» BRANO RIPORTATO
I rapporti iniziali circa un atterraggio forzato a Sachalin, divulgati dalle autorità sovietiche, furono presto smentiti, e per diversi anni, da parte delle stesse autorità, non fu chiarito se le scatole nere fossero state recuperate o meno. Solo nel 1993 Eltsin le consegnò, dopo che lo stesso Gorbacev aveva negato la loro esistenza. La organizzazione internazionale dell’aviazione civile Icao poté così avviare una seconda indagine, la cui conclusione fu identica a quella della prima: il sorvolo dello spazio aereo sovietico era stato accidentale.
Il pilota che veramente aveva effettuato l’abbattimento confessò allora che non era stata seguita la procedura internazionale per l’intercettazione e che le autorità militari gli avevano ordinato di riferire in televisione di aver sparato colpi di avvertimento: cosa non avvenuta. Sul momento, il 9 settembre 1983 a Mosca si tenne una conferenza stampa di due ore, in cui il capo di Stato Maggiore, Maresciallo Nikolaj Ogarkov, illustrò la versione sovietica secondo cui una commissione statale avrebbe «dimostrato in modo inconfutabile» che l’intrusione del volo Kal 007 nello spazio aereo sovietico era deliberata e diretta dai servizi di informazione occidentali.
Reagan rispose facendo diffondere dalla televisione uno speciale sull’accaduto, con estratti di comunicazioni intercettate dai servizi segreti, tra cui i dialoghi tra il pilota sovietico e il comando al suolo: per dimostrare come fosse assolutamente impossibile per il caccia scambiare il velivolo civile per un aereo di sorveglianza militare.

(Dati archiviati)
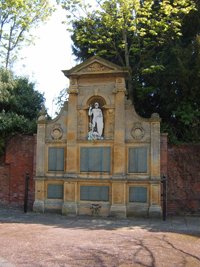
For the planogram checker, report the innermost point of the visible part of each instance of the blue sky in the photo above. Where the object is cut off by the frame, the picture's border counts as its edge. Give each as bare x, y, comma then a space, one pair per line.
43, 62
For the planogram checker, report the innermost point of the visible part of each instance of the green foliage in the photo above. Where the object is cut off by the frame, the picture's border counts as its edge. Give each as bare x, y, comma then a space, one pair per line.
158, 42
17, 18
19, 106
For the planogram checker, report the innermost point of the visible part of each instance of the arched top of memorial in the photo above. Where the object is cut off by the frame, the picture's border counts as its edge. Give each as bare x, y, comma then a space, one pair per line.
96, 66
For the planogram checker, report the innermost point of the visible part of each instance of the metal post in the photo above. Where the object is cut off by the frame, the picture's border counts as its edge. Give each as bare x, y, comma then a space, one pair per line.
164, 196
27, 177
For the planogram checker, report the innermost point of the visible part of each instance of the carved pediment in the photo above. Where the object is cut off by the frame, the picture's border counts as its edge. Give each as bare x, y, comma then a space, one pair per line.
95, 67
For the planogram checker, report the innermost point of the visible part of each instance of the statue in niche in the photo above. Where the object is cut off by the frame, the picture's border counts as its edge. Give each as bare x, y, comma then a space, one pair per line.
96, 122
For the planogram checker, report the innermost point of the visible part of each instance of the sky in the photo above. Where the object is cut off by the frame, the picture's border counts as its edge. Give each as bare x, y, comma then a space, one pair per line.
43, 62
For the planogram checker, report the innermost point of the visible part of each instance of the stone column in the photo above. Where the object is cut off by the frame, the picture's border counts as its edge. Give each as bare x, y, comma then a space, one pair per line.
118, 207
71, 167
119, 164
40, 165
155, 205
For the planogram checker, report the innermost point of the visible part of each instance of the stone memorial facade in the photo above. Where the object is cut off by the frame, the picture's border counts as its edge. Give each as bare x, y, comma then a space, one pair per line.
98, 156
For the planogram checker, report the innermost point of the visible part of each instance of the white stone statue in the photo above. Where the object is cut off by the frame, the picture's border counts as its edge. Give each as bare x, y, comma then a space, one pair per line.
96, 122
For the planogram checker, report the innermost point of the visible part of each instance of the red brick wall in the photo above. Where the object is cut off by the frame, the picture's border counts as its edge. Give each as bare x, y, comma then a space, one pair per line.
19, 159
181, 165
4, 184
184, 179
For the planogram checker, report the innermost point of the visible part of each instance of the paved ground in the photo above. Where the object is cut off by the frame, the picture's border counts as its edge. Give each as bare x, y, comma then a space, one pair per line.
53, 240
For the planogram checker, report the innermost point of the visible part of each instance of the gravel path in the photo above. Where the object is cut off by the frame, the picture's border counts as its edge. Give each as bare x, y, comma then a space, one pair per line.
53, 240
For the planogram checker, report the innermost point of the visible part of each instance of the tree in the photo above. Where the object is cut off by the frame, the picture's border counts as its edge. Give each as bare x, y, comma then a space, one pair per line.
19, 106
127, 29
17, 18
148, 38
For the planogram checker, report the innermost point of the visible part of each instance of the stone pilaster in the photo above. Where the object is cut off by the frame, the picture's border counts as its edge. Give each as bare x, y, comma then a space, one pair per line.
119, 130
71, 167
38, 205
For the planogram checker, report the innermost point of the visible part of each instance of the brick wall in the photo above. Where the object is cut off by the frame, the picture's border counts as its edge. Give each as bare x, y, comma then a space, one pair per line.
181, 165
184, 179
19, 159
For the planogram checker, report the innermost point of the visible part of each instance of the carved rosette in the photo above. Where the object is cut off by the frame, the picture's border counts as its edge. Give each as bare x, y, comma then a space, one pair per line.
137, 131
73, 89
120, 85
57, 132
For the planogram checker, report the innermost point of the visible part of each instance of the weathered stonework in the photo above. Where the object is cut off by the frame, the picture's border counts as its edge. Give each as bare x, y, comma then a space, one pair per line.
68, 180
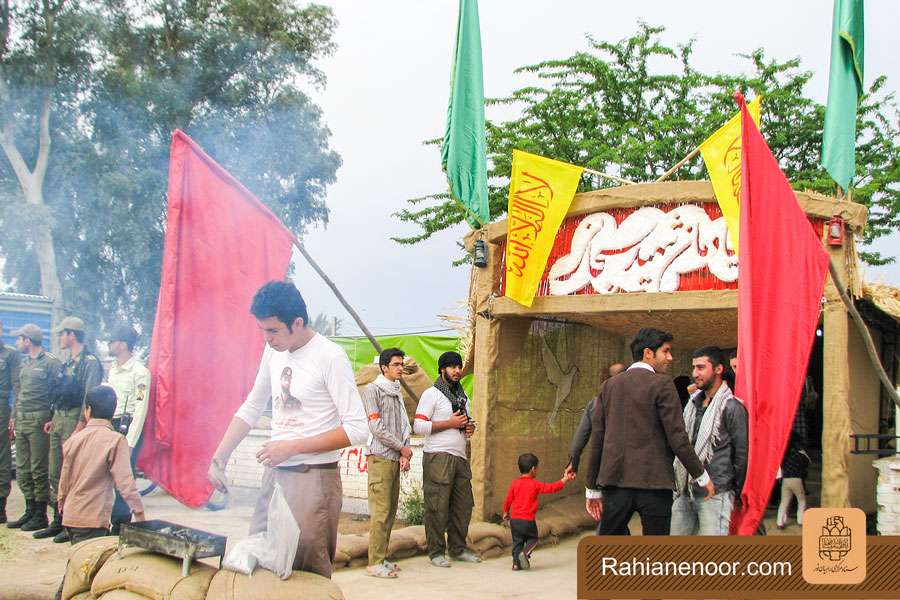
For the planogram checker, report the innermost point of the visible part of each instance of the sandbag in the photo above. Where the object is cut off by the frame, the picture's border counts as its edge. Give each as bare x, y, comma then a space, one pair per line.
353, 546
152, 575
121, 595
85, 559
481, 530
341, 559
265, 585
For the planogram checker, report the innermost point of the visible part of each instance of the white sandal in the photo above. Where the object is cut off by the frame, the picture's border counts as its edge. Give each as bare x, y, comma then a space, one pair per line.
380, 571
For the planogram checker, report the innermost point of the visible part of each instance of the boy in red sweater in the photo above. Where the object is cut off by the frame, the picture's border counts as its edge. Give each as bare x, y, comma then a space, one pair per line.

» OBIETTIVI
A. Rispondi a queste domande sul brano relativo al volo Kal 007:
(i) In che anno Eltsin consegnò le scatole nere?
(ii) Chi illustrò la versione sovietica nella conferenza stampa del 9 settembre 1983 a Mosca?
(iii) Che cosa fece diffondere Reagan dalla televisione?
B. Trascrivi dal brano relativo al volo Kal 007 il tratto che va da "Reagan rispose facendo" fino a "di sorveglianza militare.".
Per svolgere i compiti non occorre consultare i dati.

» RISPOSTE AI COMPITI
A.
(i) Nel 1993.
(ii) Il capo di Stato Maggiore, Maresciallo Nikolaj Ogarkov.
(iii) Uno speciale sull'accaduto, con estratti di comunicazioni intercettate dai servizi segreti.

B.
Reagan rispose facendo diffondere dalla televisione uno speciale sull’accaduto, con estratti di comunicazioni intercettate dai servizi segreti, tra cui i dialoghi tra il pilota sovietico e il comando al suolo: per dimostrare come fosse assolutamente impossibile per il caccia scambiare il velivolo civile per un aereo di sorveglianza militare.